Given exercise: According to the titration calculator page below, what approximation for water does the calculator use?

Supplied passage:
-------------------------
Calculate pH of Strong Acid Strong Base Titration
Use this premium titration calculator to determine pH before, at, and after the equivalence point for a strong acid titrated with a strong base or a strong base titrated with a strong acid. Enter molarity and volume values, then generate an instant result and a full titration curve.
Titration pH Calculator
Choose which strong electrolyte starts in the flask.
Example: 0.1000 M HCl or 0.1000 M NaOH.
Volume of the analyte placed in the flask.
Concentration of the base or acid added from the burette.
Current burette volume delivered to the flask.
This calculator uses the standard 25 C approximation for water.
-------------------------
Supplied information:
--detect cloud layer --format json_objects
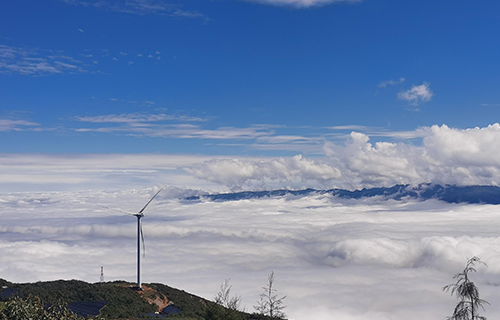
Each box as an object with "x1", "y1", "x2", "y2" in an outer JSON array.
[
  {"x1": 187, "y1": 124, "x2": 500, "y2": 189},
  {"x1": 0, "y1": 188, "x2": 500, "y2": 320},
  {"x1": 0, "y1": 122, "x2": 500, "y2": 191},
  {"x1": 249, "y1": 0, "x2": 362, "y2": 8}
]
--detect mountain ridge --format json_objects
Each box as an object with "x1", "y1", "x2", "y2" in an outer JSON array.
-------------------------
The solution: The standard 25 C approximation.